> **Written tasks**
A – From the red spiral galaxy summary below, please set down the passage starting with "What the study" and going on through "hydrogen (H I) gas.", word for word.
B – In the red spiral galaxy summary below, turn the paragraph beginning "The researchers compared NUV-r blue and red spiral galaxies" into a short bulleted list that keeps its main facts.
C – Using the red spiral galaxy summary below, decide whether each statement agrees with it, answering yes or no and quoting the words that settle it: (i) The NUV-band contrast between the two groups is smaller than the contrast in optical light. (ii) The parent sample was drawn at redshift 0.02 to 0.07. (iii) The ultraviolet data came from the Sloan Digital Sky Survey.

> **Quoted text**
====================

What the study found
Some optically red spiral galaxies divide into two groups in near-ultraviolet (NUV) minus r color: NUV-r red spirals and NUV-r blue spirals. The study found that the main differences between them are concentrated in the outer disks, and that the NUV-band contrast is much larger than the contrast in optical light.
Why the authors say this matters
The authors say this helps clarify the complicated formation processes of disk galaxies. The findings indicate that NUV-r blue spirals may have gained fresh gas for star formation, either through interactions or mergers with gas-rich galaxies or by accreting surrounding neutral hydrogen (H I) gas.
What the researchers tested
The researchers compared NUV-r blue and red spiral galaxies drawn from a parent sample of optically red spirals with stellar mass greater than 10^10.5 solar masses at redshift 0.02 to 0.07. They used optical data from the Sloan Digital Sky Survey and ultraviolet data from the Galaxy Evolution Explorer, and examined images, surface brightness profiles, star formation main-sequence positions, NUV-r color profiles, and disk mass-size relations.

====================

> **Listed entries**
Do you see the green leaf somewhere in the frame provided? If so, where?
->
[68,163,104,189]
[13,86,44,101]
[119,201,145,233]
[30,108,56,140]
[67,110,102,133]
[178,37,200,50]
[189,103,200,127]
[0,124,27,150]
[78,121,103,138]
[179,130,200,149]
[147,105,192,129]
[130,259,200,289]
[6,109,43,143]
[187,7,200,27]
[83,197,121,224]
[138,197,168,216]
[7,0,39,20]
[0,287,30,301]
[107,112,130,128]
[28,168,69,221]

====================

> **Answers to the tasks**
A –
What the study found
Some optically red spiral galaxies divide into two groups in near-ultraviolet (NUV) minus r color: NUV-r red spirals and NUV-r blue spirals. The study found that the main differences between them are concentrated in the outer disks, and that the NUV-band contrast is much larger than the contrast in optical light.
Why the authors say this matters
The authors say this helps clarify the complicated formation processes of disk galaxies. The findings indicate that NUV-r blue spirals may have gained fresh gas for star formation, either through interactions or mergers with gas-rich galaxies or by accreting surrounding neutral hydrogen (H I) gas.

B –
- Compared NUV-r blue and NUV-r red spiral galaxies
- Parent sample: optically red spirals with stellar mass greater than 10^10.5 solar masses, at redshift 0.02 to 0.07
- Optical data: Sloan Digital Sky Survey
- Ultraviolet data: Galaxy Evolution Explorer
- Examined: images, surface brightness profiles, star formation main-sequence positions, NUV-r color profiles, and disk mass-size relations

C –
(i) No: "the NUV-band contrast is much larger than the contrast in optical light."
(ii) Yes: "at redshift 0.02 to 0.07"
(iii) No: "ultraviolet data from the Galaxy Evolution Explorer"